**TASK OBJECTIVE:** Please pick out every line of the listing below that contains the word "positive" and copy each of those lines.
*** Opening of EXCERPTED DATA ***
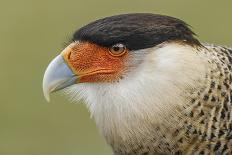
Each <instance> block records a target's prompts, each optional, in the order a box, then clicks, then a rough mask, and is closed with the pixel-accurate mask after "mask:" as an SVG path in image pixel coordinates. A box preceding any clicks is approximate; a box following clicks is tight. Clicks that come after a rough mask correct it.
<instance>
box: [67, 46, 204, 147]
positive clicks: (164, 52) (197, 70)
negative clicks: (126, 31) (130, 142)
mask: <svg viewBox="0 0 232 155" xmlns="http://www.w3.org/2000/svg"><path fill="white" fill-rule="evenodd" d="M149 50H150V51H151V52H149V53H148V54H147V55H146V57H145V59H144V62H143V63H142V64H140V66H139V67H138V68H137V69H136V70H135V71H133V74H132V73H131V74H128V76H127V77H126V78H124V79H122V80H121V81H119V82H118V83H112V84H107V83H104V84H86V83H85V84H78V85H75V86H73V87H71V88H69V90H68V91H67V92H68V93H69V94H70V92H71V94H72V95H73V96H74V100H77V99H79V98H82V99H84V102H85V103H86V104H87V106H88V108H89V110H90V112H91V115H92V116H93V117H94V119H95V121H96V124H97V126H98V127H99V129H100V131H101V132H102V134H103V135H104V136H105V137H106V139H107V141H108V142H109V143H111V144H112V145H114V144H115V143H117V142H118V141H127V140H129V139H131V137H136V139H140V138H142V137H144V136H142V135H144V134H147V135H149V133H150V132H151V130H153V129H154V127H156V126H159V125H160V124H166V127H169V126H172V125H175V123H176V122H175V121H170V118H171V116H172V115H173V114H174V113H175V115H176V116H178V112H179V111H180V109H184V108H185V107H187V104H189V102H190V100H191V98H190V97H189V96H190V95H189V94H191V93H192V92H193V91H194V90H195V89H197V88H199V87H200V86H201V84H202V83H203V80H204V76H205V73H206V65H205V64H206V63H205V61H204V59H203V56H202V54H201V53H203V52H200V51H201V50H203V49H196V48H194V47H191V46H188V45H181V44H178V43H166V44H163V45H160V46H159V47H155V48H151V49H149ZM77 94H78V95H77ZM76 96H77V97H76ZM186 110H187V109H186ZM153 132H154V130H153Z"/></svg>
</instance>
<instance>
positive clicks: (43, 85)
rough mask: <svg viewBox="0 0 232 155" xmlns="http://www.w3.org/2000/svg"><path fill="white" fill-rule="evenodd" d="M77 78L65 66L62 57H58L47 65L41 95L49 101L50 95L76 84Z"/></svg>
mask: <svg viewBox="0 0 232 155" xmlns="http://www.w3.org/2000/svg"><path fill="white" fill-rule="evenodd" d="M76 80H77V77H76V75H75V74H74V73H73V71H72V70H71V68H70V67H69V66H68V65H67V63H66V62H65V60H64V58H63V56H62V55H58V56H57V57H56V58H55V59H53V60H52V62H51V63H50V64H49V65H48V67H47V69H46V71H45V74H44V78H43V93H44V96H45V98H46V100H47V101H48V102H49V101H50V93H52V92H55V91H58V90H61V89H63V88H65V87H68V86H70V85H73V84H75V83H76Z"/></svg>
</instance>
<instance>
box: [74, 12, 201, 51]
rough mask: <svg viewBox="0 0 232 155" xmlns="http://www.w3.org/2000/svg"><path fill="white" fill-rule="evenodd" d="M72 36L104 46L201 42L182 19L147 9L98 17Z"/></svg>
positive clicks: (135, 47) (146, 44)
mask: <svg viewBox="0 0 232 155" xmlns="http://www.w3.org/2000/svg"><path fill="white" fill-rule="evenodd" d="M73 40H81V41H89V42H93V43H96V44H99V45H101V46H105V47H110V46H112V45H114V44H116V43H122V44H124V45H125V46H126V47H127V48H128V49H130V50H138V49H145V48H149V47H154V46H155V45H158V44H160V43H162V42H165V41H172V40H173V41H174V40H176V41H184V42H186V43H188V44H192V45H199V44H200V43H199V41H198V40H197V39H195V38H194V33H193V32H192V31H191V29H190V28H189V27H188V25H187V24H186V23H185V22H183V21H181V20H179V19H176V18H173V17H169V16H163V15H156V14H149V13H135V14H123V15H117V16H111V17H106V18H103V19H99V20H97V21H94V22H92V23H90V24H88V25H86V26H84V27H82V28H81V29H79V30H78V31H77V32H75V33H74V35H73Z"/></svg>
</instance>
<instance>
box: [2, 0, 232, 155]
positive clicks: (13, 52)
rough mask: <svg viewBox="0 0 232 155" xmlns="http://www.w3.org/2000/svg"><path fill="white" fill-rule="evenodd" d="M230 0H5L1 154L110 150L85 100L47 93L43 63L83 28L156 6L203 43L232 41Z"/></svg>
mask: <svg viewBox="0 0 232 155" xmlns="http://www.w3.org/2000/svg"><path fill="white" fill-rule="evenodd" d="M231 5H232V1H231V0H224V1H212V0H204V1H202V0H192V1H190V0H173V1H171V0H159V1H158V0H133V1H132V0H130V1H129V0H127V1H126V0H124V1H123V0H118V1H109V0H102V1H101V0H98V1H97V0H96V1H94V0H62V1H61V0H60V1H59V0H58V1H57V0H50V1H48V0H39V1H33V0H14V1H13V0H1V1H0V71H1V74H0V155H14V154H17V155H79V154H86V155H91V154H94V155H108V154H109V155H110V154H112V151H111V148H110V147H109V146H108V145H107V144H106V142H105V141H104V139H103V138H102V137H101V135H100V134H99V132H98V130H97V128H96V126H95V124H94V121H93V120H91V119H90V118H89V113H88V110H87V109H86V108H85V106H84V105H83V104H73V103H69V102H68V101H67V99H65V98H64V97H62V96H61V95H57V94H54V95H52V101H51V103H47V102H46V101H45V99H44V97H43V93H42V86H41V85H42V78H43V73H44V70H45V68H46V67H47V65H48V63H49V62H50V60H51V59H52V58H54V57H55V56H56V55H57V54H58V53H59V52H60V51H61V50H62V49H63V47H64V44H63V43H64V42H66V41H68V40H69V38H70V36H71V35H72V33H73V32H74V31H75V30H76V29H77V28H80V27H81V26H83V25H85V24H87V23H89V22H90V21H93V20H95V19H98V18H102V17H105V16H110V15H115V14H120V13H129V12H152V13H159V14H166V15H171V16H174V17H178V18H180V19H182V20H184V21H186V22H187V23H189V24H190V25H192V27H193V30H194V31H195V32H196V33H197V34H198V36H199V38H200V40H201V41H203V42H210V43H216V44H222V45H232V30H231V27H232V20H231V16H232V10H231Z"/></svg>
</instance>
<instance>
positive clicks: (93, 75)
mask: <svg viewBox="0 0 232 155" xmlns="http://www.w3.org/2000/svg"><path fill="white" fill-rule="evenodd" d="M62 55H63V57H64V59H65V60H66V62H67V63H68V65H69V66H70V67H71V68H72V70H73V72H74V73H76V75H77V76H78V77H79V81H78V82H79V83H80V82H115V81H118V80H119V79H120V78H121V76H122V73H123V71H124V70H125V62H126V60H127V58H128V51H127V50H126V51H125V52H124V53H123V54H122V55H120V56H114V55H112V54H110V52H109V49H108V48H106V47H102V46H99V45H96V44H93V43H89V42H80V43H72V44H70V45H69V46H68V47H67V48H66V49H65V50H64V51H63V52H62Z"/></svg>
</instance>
*** Close of EXCERPTED DATA ***
**REPLY TO THE TASK:**
positive clicks: (164, 52) (197, 70)
positive clicks: (43, 85)
positive clicks: (135, 47) (146, 44)
positive clicks: (13, 52)
positive clicks: (93, 75)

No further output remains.